Excerpts from a pointing dataset
_____
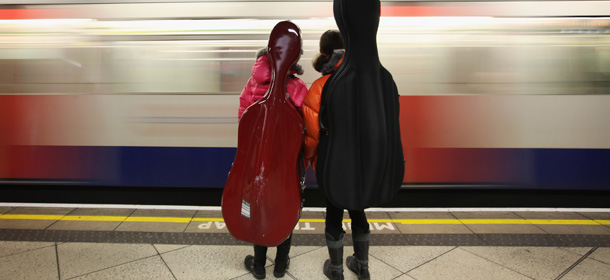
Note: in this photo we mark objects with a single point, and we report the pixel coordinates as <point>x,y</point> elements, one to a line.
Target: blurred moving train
<point>498,94</point>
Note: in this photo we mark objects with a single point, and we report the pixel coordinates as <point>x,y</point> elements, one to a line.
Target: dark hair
<point>329,42</point>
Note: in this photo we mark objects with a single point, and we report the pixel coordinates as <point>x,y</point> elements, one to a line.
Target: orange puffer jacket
<point>311,109</point>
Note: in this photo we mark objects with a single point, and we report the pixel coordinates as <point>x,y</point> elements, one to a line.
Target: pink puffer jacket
<point>258,84</point>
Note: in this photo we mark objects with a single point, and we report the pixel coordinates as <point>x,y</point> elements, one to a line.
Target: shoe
<point>257,271</point>
<point>361,268</point>
<point>333,267</point>
<point>359,262</point>
<point>280,269</point>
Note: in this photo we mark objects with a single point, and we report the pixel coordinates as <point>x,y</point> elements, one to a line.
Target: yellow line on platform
<point>396,221</point>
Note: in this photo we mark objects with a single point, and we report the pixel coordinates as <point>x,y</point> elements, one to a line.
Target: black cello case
<point>360,158</point>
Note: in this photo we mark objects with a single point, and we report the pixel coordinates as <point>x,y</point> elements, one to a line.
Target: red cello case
<point>261,201</point>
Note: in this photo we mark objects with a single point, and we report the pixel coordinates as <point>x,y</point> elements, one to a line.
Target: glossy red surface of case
<point>261,201</point>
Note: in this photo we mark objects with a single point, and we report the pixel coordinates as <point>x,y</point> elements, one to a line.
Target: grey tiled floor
<point>100,260</point>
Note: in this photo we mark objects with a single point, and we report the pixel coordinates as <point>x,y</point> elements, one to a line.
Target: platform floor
<point>156,242</point>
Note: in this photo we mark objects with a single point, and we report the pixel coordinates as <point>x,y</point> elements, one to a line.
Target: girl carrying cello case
<point>360,158</point>
<point>261,201</point>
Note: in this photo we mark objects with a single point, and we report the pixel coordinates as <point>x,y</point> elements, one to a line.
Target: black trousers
<point>334,220</point>
<point>260,252</point>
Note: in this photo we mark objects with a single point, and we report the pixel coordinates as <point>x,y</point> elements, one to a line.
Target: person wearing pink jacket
<point>259,83</point>
<point>255,89</point>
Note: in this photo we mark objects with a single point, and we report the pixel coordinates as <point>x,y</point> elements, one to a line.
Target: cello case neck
<point>284,50</point>
<point>358,21</point>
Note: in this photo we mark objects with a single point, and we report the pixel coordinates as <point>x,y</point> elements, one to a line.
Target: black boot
<point>359,262</point>
<point>256,263</point>
<point>333,267</point>
<point>282,261</point>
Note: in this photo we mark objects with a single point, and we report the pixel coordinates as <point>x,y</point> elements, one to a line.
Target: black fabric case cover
<point>360,158</point>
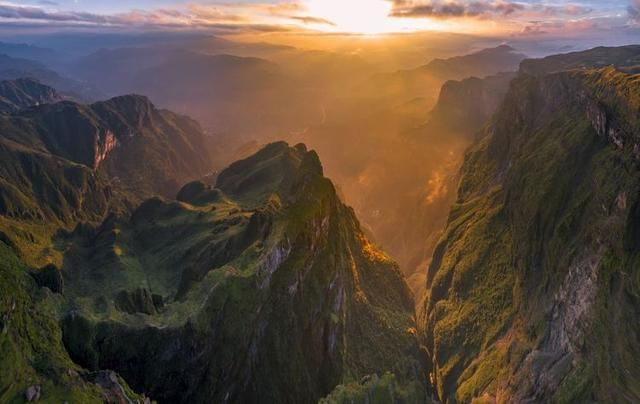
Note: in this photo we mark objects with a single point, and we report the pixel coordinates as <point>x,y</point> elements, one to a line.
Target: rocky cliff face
<point>263,289</point>
<point>531,292</point>
<point>62,161</point>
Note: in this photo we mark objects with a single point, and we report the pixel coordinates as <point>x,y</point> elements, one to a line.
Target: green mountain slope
<point>33,359</point>
<point>58,158</point>
<point>263,289</point>
<point>533,289</point>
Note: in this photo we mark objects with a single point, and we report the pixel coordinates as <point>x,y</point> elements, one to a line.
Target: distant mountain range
<point>16,95</point>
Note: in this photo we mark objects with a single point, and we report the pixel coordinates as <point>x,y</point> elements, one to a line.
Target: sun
<point>357,16</point>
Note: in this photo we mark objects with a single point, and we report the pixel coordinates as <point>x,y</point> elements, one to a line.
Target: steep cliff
<point>262,289</point>
<point>533,289</point>
<point>62,161</point>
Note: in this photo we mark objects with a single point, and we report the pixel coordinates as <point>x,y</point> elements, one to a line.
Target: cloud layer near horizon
<point>530,17</point>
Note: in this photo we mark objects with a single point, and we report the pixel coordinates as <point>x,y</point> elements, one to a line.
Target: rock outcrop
<point>530,293</point>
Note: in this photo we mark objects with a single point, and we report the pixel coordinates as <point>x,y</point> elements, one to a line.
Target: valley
<point>193,219</point>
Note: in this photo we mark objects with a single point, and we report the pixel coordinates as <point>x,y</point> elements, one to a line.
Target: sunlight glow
<point>363,17</point>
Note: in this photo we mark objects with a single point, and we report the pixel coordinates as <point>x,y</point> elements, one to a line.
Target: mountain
<point>35,365</point>
<point>624,57</point>
<point>23,93</point>
<point>485,62</point>
<point>426,80</point>
<point>464,106</point>
<point>218,90</point>
<point>58,158</point>
<point>12,68</point>
<point>261,289</point>
<point>532,292</point>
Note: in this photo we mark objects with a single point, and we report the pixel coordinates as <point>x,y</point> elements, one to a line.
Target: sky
<point>513,17</point>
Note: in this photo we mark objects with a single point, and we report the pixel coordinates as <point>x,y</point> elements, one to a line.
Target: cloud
<point>484,9</point>
<point>451,9</point>
<point>305,19</point>
<point>219,18</point>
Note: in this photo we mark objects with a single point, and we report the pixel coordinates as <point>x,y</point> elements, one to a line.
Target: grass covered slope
<point>32,356</point>
<point>533,289</point>
<point>263,289</point>
<point>65,162</point>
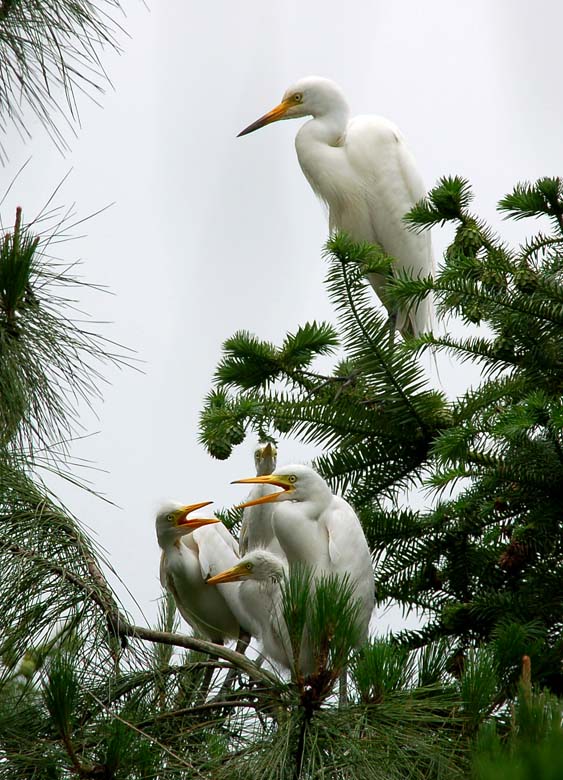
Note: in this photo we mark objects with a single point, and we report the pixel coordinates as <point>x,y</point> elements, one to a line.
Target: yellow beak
_____
Rewrite all of the data above as a numbered list, omitting blank lines. Leave the pictures out of your answer.

Response:
1. Note: in this photo we mark objects with a single point, and we report the pixel coordinates as <point>x,y</point> elements, one to a line.
2. Target: blurred moving train
3. <point>498,94</point>
4. Note: in this photo we mark objects with a single point, and we report the pixel coordinates as <point>x,y</point> elements, one to a line.
5. Target: dark hair
6. <point>329,42</point>
7. Note: in this photo we mark objects with a single point, and we report the pixel coordinates as <point>x,y</point> elements, one to a line.
8. Target: orange puffer jacket
9. <point>311,109</point>
10. Note: in this photo we mark objects with a single point, and we report the pixel coordinates as <point>x,y</point> elements, one to a line.
11. Target: pink puffer jacket
12. <point>258,84</point>
13. Note: in this photo we mark objects with a single point, and we report the pixel coordinates as <point>x,y</point> elements, one to a line.
14. Target: shoe
15. <point>257,271</point>
16. <point>361,268</point>
17. <point>333,267</point>
18. <point>359,262</point>
19. <point>280,269</point>
20. Note: in this photo we mark objects with a single point, and we report the pixel coordinates as <point>x,y</point> elements, one to a line.
21. Target: yellow line on platform
22. <point>396,221</point>
23. Note: in this photo we mark objects with a single point, and we report the pixel coordinates as <point>x,y</point> elements, one to a line.
24. Target: black cello case
25. <point>360,158</point>
26. Note: in this photo we mark objects with a single point, and we report the pixel coordinates as <point>x,y</point> elements, one to a line.
27. Target: red cello case
28. <point>261,201</point>
29. Note: in this photo we mark objects with a single point, and we report the pixel coordinates as <point>x,y</point> elements, one to a line.
30. Target: glossy red surface of case
31. <point>261,201</point>
32. Note: in this photo we mark objects with a single point, and we report the pixel coordinates as <point>x,y</point> elements, one to a line.
33. Target: grey tiled floor
34. <point>100,260</point>
35. Note: in this photo we mark objects with a single point, and we report the pixel coordinates as <point>x,y</point> elements, one to a line.
36. Target: platform floor
37. <point>156,242</point>
38. Note: in this photo we mark objects with a single point, and we report the pixel coordinates as <point>x,y</point> elements, one to a line.
39. Target: girl carrying cello case
40. <point>360,158</point>
41. <point>261,201</point>
42. Note: in this photo we mark objects with a single point, and we report the pixel coordinates as <point>x,y</point> elements, one to a line.
43. Target: black trousers
44. <point>334,220</point>
45. <point>260,252</point>
46. Note: in this photo we mark objects with a single point, and we report the pixel coordinates as <point>x,y</point> elements, one to a line.
47. Target: person wearing pink jacket
48. <point>259,83</point>
49. <point>255,89</point>
50. Note: in this photo we mark objects with a single point, and we report the pixel coordinates as <point>x,y</point> elements, one to a line.
51. Target: cello case neck
52. <point>284,50</point>
53. <point>358,21</point>
54. Note: in this photo we mark objects with a single point, and we report the pixel coordinates as <point>x,y</point> elements, one to a line.
55. Target: black boot
56. <point>359,262</point>
57. <point>256,263</point>
58. <point>333,267</point>
59. <point>282,261</point>
60. Note: in this photo we mark objects with a single point, and we report the pixel coordinates as <point>x,y</point> elements, one to a line.
61. Target: black fabric case cover
62. <point>360,158</point>
63. Note: in this photo we mark objects with a single point, and we report the pixel coordinates as <point>x,y</point> elements, one to a line.
64. Target: rocky cliff face
65. <point>263,289</point>
66. <point>531,292</point>
67. <point>62,161</point>
68. Note: in this photo we mark objects with a single point, and we report the pixel coordinates as <point>x,y</point> elements, one to a line.
69. Target: green mountain slope
70. <point>33,359</point>
71. <point>58,158</point>
72. <point>263,289</point>
73. <point>533,289</point>
74. Note: in this photo we mark objects with a single point, and we report the pixel coordinates as <point>x,y</point> elements, one to a line.
75. Target: distant mountain range
76. <point>16,95</point>
77. Note: in this photo we mark objects with a single point, and we report the pixel coordinates as <point>x,y</point> elements, one to a line.
78. Target: sun
79. <point>357,16</point>
80. Note: in this photo we mark objects with a single point, and we report the pixel coordinates as <point>x,y</point> elements, one to a line.
81. Target: steep cliff
82. <point>262,289</point>
83. <point>533,289</point>
84. <point>62,161</point>
85. Note: in this photo we mark objects with a single point, and we report the pixel coordinates as <point>x,y</point> elements, one to a line.
86. Target: cloud layer near horizon
87. <point>530,17</point>
88. Note: in this photo we mark objects with a single point, and we report the pixel coordinates as <point>x,y</point> elements, one to a line.
89. Target: rock outcrop
90. <point>530,293</point>
91. Note: in this photo we mark objects with a single point, and we report the pixel coordinates as <point>x,y</point> elements, one to a line.
92. Target: valley
93. <point>193,219</point>
94. Note: in this photo we mark objects with a single point, and we report the pixel coordinates as <point>x,y</point> elements, one to a line.
95. Target: sunlight glow
96. <point>363,17</point>
97. Note: in this photo we mark objects with a single point, and we report the pixel coordinates as <point>x,y</point> elements, one to a line.
98. Target: mountain
99. <point>35,365</point>
100. <point>624,57</point>
101. <point>23,93</point>
102. <point>485,62</point>
103. <point>426,80</point>
104. <point>464,106</point>
105. <point>218,90</point>
106. <point>58,158</point>
107. <point>12,68</point>
108. <point>261,289</point>
109. <point>532,292</point>
110. Note: in this photo we mark objects with a single point, and we report the pixel coordinates as <point>x,y</point> elements, one to a line.
111. Target: sky
112. <point>513,17</point>
113. Note: in this photo we mark objects with a single point, and we report the pixel coordinates as <point>x,y</point> elements, one to a line.
114. Target: cloud
115. <point>484,9</point>
116. <point>451,9</point>
117. <point>305,19</point>
118. <point>219,18</point>
119. Note: in this photo we mark objects with a single point, and we report the pixel coordinates as <point>x,y</point> elements, one to a line.
120. Target: grass covered slope
121. <point>32,356</point>
122. <point>533,289</point>
123. <point>263,289</point>
124. <point>65,162</point>
125. Note: in this photo we mark objects with a single point, and we report the pixel coordinates as <point>x,y</point> elements, one to a line.
126. Target: yellow beak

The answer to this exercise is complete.